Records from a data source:
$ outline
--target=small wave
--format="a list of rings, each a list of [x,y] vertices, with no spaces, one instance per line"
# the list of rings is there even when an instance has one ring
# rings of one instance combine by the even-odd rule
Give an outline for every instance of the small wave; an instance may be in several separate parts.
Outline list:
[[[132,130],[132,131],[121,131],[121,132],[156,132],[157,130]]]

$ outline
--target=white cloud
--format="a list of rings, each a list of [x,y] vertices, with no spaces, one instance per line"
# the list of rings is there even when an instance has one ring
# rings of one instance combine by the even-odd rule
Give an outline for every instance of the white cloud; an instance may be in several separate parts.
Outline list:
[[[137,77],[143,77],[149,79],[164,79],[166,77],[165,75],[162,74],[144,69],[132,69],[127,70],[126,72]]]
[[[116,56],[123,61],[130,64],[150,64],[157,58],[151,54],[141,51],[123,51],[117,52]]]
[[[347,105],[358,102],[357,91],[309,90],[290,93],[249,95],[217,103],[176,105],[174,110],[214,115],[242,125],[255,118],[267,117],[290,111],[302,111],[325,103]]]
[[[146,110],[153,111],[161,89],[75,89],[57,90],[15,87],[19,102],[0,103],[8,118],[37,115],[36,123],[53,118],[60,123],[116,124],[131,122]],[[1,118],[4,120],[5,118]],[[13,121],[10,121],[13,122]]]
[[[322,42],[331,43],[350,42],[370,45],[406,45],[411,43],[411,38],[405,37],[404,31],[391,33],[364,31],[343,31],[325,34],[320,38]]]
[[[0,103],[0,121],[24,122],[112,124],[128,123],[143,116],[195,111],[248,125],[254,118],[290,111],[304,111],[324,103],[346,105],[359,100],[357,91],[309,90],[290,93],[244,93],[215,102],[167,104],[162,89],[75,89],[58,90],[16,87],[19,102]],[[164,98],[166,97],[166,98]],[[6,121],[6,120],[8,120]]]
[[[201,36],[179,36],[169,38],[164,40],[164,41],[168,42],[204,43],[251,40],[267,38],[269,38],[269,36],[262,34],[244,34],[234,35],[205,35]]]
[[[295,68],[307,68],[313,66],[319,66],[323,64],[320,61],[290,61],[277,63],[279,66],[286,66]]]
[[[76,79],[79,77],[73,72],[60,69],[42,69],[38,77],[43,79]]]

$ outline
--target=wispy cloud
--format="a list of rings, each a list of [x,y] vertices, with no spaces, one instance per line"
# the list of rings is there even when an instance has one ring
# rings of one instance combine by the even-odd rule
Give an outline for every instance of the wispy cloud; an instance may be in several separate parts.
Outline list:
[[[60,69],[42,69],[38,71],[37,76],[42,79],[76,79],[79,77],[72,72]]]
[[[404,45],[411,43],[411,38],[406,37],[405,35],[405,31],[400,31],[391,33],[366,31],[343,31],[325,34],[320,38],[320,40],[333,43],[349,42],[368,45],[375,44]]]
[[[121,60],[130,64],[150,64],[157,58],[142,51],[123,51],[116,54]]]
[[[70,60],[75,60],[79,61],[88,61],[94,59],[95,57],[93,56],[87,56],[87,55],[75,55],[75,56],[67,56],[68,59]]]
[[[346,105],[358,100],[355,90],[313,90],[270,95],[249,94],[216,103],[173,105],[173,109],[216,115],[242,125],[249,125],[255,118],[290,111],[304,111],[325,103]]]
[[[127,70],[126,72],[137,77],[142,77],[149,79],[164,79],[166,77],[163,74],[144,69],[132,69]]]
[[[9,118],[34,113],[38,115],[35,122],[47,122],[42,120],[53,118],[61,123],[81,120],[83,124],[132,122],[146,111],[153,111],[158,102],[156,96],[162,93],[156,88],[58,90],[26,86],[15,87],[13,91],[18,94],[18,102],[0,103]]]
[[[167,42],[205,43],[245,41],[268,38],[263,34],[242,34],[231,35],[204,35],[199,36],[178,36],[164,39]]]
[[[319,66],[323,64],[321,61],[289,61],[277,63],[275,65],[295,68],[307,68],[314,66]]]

:: OBJECTIVE ::
Render the items above as a two-column CSV with the header "text" and "answer", with one row per item. Put each item's full text and its answer in their own double-quoted fields, and replace every line break with a space.

:: CORRECT RESULT ::
text,answer
"$ outline --target=small wave --format=""a list of rings, each a list of [x,y] vertices, with no spaces, one instance per line"" # the list of rings is there even when an instance has one ring # rings of one instance combine by the even-odd rule Give an outline for every instance of the small wave; an instance may be in several separate parts. Outline list:","[[[132,130],[132,131],[121,131],[121,132],[156,132],[157,130]]]"
"$ outline --target=white cloud --format=""a list of rings, each a list of [x,y] vertices, with no spaces, one instance per line"" # the list of rings is there even when an instance has one ring # rings of one instance combine by the even-odd rule Give an outline for every instance of the white cloud; an instance may be in several separate parts. Outline list:","[[[137,77],[143,77],[149,79],[164,79],[166,77],[165,75],[162,74],[144,69],[132,69],[127,70],[126,72]]] [[[116,56],[123,61],[130,64],[150,64],[157,58],[151,54],[141,51],[123,51],[117,52]]] [[[347,105],[358,102],[357,91],[309,90],[290,93],[249,95],[217,103],[176,105],[174,110],[214,115],[242,125],[255,118],[267,117],[290,111],[302,111],[325,103]]] [[[146,110],[153,111],[161,89],[75,89],[57,90],[15,87],[19,102],[0,103],[8,118],[37,115],[36,123],[53,118],[60,123],[116,124],[131,122]],[[1,118],[4,120],[5,118]],[[13,121],[10,121],[13,122]]] [[[322,42],[331,43],[350,42],[370,45],[406,45],[411,43],[411,38],[405,37],[404,31],[391,33],[364,31],[343,31],[325,34],[320,38]]] [[[0,103],[0,121],[24,122],[112,124],[128,123],[143,116],[195,111],[248,125],[254,118],[290,111],[304,111],[324,103],[346,105],[359,100],[357,91],[309,90],[290,93],[244,93],[215,102],[167,104],[162,89],[75,89],[58,90],[16,87],[19,102]],[[164,98],[166,97],[166,98]],[[6,121],[6,120],[8,120]]] [[[201,36],[179,36],[169,38],[164,40],[164,41],[168,42],[204,43],[251,40],[267,38],[269,38],[269,36],[262,34],[244,34],[234,35],[205,35]]] [[[295,68],[307,68],[313,66],[319,66],[323,64],[320,61],[290,61],[277,63],[279,66],[286,66]]] [[[76,79],[79,77],[73,72],[60,69],[42,69],[38,77],[43,79]]]"
"$ outline --target=wispy cloud --format=""a list of rings, each a list of [x,y] vertices, with no spaces, one instance per line"" # the list of rings is there even when an instance has one ring # rings of one instance combine by the even-odd rule Give an outline for every instance of the wispy cloud; an instance may be in several separate parts. Outline list:","[[[60,69],[42,69],[38,71],[37,76],[42,79],[76,79],[79,77],[72,72]]] [[[404,45],[411,43],[411,38],[406,37],[405,35],[405,31],[400,31],[391,33],[366,31],[343,31],[325,34],[320,38],[320,40],[333,43],[349,42],[368,45],[375,44]]] [[[121,60],[130,64],[150,64],[157,58],[142,51],[123,51],[116,54]]] [[[70,60],[75,60],[79,61],[88,61],[94,59],[95,57],[93,56],[87,56],[87,55],[75,55],[75,56],[67,56],[68,59]]] [[[346,105],[358,100],[355,90],[313,90],[270,95],[249,94],[216,103],[173,105],[173,109],[216,115],[242,125],[249,125],[255,118],[290,111],[304,111],[325,103]]] [[[127,70],[126,72],[137,77],[142,77],[149,79],[164,79],[166,77],[163,74],[144,69],[132,69]]] [[[9,118],[34,113],[38,115],[35,122],[47,122],[42,120],[53,118],[61,123],[81,120],[83,124],[132,122],[146,111],[153,111],[158,102],[156,96],[162,93],[156,88],[58,90],[26,86],[15,87],[13,91],[18,94],[18,102],[0,103]]] [[[167,42],[205,43],[245,41],[268,38],[263,34],[242,34],[231,35],[204,35],[199,36],[178,36],[164,39]]] [[[319,66],[323,64],[321,61],[289,61],[277,63],[275,65],[295,68],[307,68],[314,66]]]"